* Work order *
Please mark each of the following statements (a), (b) and (c) yes or no, depending on whether it agrees with the surgical residency culture abstract, and quote the exact words that decide each one. (a) The survey was given to U.S. general surgery residents after the 2018 American Board of Surgery In-Training Examination. (b) Poor culture was linked to program size. (c) Forty programs were identified as having poor culture.

* Given passage *
╔══
Can the Culture of Surgical Residency Be Measured? An Empirical National Assessment of the Learning Environment
Ryan J. Ellis*1, D. Brock Hewitt*1, Yue-Yung Hu*1, Shelby Parilla*1, Julie Johnson*1, Ryan P. Merkow*1, Anthony D. Yang*1, David B Hoyt2, Jo Buyske3, Karl Y Bilimoria1
1Northwestern University, Chicago, IL;2American College of Surgeons, Chicago, IL;3American Board of Surgery, Philadelphia, PA
OBJECTIVE(S): Concerns persist about the impact of resident wellbeing (burnout, duty hour violations) and mistreatment (harassment, verbal abuse) on residency culture and the learning environment. However, empirical data have not been available to examine and compare national program-level differences in residency culture. Our objectives were (1) to empirically compare program-level surgical residency culture and (2) to assess program characteristics associated with poor program culture.
METHODS: Following the 2018 American Board of Surgery In-Training Examination, a cross-sectional national survey was administered to all U.S. general surgery residents. Program-level culture was analyzed using principal component analysis which allowed a combined assessment of duty hour violations, burnout, thoughts of attrition, sexual harassment, and verbal abuse.
RESULTS: Surveys were completed by 7,391 residents at 260 training programs (99.3% response rate). Twenty-five programs (9.6%) were identified by principal component analysis as having poor culture. These programs had significantly higher rates of duty hour violations (24.6% vs 11.9%), burnout (20.2% vs 12.1%), thoughts of attrition (20.7% vs 12.0%), sexual harassment (34.2% vs 18.2%), and verbal abuse (43.0% vs 27.5%; all P<0.001). Poor culture was not associated with program type (academic vs non-academic, P=0.317), size (P=0.389), location (P=0.234), program director demographics (P=0.632), department chair demographics (P=0.340), or faculty demographic composition (P=0.179).
CONCLUSIONS: Poor culture was characterized by resident mistreatment, duty hour violations, and poor resident wellness/burnout. However, poor culture was not associated with program characteristics. Poor environments are likely driven by local culture, and targeted interventions, as planned in the upcoming SECOND Trial, may improve trainee wellness.
╚══
* Data section *
╔══
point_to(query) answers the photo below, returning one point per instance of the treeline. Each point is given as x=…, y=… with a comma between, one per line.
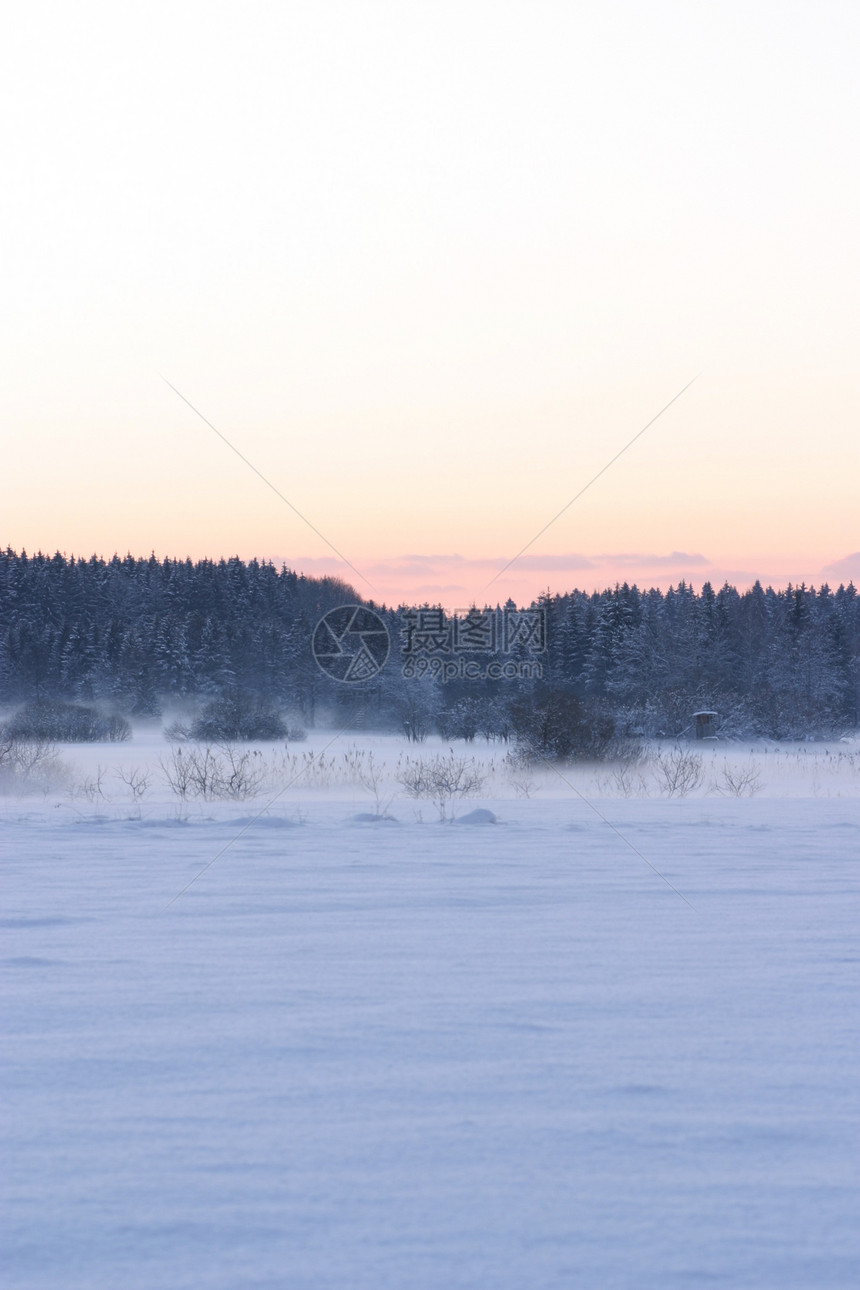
╚══
* Answer space *
(a) Yes: "Following the 2018 American Board of Surgery In-Training Examination, a cross-sectional national survey was administered to all U.S. general surgery residents."
(b) No: "Poor culture was not associated with program type (academic vs non-academic, P=0.317), size (P=0.389)"
(c) No: "Twenty-five programs (9.6%) were identified by principal component analysis as having poor culture."